* GOAL
Copy word for word the lines of the records from the line containing "Where can you spot the vertical" through the end of the records, including both ends.

[Location identification records]

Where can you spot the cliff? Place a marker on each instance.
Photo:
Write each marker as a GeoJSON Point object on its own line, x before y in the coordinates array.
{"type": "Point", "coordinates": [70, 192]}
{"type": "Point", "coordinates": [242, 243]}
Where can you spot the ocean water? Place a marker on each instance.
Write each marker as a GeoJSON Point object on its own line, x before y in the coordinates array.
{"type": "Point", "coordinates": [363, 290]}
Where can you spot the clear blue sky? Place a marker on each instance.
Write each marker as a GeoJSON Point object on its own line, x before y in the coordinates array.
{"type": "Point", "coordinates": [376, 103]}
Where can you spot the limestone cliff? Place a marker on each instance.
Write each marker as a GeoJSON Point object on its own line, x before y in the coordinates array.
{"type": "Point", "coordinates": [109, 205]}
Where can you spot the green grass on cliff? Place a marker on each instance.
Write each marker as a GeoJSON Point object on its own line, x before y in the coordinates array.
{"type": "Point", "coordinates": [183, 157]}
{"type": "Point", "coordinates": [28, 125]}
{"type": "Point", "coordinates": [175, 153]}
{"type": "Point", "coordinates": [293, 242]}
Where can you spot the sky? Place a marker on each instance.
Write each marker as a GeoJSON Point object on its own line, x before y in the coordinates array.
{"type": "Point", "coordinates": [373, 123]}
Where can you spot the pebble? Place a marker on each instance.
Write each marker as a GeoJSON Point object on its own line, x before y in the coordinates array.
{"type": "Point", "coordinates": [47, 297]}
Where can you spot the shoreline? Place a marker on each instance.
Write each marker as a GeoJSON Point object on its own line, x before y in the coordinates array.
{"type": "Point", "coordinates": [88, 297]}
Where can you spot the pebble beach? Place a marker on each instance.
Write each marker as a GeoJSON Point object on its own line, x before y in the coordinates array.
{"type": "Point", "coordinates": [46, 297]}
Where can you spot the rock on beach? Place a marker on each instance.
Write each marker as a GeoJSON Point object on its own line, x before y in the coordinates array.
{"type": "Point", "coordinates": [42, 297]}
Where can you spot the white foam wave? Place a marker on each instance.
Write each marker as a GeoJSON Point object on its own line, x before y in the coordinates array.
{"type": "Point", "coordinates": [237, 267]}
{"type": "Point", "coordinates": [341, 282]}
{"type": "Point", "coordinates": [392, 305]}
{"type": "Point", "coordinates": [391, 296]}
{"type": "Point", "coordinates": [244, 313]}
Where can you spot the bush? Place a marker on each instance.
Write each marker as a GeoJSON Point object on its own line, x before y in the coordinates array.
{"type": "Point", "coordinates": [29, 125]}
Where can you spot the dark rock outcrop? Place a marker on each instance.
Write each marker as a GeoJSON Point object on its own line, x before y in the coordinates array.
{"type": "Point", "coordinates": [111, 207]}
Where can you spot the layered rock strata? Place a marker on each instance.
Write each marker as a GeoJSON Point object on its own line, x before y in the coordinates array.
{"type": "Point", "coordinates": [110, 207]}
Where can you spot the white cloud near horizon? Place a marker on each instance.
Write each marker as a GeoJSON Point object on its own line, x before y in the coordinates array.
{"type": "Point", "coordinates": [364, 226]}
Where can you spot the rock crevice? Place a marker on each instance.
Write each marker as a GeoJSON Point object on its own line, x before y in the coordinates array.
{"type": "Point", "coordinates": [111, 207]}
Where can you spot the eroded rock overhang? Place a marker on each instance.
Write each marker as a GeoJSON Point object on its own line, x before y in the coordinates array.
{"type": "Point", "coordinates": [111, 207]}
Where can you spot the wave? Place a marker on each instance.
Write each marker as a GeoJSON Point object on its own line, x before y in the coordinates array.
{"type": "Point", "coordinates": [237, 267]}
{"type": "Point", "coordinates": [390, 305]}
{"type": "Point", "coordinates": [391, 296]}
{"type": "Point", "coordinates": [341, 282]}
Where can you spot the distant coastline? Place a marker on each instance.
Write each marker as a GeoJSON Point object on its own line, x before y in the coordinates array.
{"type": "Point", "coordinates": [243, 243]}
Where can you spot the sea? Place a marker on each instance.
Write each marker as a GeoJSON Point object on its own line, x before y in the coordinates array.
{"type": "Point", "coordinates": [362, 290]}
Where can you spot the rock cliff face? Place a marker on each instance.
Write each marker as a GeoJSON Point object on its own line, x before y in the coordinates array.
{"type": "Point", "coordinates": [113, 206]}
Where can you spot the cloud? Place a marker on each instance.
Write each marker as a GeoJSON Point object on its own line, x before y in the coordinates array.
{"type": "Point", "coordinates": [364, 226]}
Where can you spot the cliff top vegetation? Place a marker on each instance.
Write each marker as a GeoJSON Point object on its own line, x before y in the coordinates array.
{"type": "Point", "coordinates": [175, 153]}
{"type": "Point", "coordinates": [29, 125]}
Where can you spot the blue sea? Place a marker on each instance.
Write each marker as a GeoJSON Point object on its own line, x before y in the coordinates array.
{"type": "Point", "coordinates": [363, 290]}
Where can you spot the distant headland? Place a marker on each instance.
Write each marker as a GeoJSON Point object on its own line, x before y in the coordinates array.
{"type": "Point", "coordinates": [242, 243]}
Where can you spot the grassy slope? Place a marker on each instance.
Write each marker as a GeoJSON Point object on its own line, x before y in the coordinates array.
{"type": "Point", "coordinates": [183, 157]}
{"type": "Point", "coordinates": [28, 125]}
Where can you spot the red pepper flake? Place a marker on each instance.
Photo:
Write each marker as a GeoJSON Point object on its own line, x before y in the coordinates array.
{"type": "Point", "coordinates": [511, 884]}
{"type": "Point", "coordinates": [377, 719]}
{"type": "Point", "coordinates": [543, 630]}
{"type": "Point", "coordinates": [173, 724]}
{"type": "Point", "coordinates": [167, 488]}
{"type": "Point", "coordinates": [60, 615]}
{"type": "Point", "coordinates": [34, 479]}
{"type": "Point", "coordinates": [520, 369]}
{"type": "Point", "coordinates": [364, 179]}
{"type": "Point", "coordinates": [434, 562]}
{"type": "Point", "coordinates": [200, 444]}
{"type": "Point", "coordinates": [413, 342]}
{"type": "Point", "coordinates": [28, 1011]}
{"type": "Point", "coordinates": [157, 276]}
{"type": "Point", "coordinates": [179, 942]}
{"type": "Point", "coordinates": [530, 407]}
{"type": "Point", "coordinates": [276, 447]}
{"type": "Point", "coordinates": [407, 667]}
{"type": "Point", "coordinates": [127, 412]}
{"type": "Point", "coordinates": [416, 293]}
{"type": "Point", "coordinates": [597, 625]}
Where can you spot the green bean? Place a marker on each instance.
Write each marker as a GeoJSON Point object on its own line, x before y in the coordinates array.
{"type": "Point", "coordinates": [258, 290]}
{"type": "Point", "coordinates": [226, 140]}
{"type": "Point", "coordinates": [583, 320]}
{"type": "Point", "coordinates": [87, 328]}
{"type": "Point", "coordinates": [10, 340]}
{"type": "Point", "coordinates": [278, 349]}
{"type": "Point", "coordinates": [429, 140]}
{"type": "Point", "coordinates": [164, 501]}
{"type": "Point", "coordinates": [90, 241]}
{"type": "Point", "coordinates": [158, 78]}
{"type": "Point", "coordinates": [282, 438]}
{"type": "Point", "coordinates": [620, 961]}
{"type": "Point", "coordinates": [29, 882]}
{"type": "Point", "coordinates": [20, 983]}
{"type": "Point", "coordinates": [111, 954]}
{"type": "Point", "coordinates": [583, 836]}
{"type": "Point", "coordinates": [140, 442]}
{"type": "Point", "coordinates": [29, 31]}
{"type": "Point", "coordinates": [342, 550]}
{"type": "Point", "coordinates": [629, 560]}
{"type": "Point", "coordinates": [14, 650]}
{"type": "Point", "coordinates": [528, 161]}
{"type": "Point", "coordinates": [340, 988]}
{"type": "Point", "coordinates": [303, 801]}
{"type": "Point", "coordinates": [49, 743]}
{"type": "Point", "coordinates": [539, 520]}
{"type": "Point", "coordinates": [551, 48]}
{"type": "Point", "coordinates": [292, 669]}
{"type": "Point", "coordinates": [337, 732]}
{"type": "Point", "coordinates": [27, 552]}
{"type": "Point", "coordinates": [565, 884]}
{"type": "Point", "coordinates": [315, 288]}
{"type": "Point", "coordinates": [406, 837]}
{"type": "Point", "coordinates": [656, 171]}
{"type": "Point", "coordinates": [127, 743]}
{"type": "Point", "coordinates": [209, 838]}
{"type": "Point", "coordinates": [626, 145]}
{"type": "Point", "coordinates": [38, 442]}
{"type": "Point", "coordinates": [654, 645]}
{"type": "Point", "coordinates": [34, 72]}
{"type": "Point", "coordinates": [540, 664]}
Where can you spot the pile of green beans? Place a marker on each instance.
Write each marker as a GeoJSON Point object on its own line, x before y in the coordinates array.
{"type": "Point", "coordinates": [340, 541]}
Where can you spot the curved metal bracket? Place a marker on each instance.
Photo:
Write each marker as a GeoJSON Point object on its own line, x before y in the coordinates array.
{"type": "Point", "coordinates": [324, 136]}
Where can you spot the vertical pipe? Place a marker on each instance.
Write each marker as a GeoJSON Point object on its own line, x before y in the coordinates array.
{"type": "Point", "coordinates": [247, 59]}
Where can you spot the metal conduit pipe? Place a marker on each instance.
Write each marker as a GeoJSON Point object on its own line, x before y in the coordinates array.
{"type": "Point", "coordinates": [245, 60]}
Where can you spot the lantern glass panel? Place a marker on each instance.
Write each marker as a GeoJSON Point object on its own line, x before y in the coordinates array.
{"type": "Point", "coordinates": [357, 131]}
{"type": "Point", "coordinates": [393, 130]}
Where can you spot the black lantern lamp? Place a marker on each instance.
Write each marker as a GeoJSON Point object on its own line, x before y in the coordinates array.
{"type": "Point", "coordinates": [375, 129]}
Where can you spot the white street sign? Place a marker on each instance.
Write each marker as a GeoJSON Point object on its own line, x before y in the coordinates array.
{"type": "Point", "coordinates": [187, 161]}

* WRITTEN SOLUTION
Where can you spot the vertical pipe? Place a marker on each instance.
Write each marker as a GeoJSON Point object on its own line, x before y in the coordinates array.
{"type": "Point", "coordinates": [247, 59]}
Where can you spot the metal conduit pipe? Place a marker on each instance.
Write each marker as a GeoJSON Point object on its own line, x before y in the coordinates array.
{"type": "Point", "coordinates": [245, 60]}
Where can you spot the lantern glass panel? Place a marker on each instance.
Write each marker as a GeoJSON Point object on its own line, x before y in the coordinates array.
{"type": "Point", "coordinates": [357, 131]}
{"type": "Point", "coordinates": [393, 130]}
Where can you spot the black lantern lamp? Place a marker on each instance.
Write each marker as a GeoJSON Point object on its own line, x before y in the coordinates array.
{"type": "Point", "coordinates": [375, 129]}
Where can you spot the white street sign? Place a marker on each instance.
Write each marker as a GeoJSON Point object on its own line, x before y in the coordinates array.
{"type": "Point", "coordinates": [187, 161]}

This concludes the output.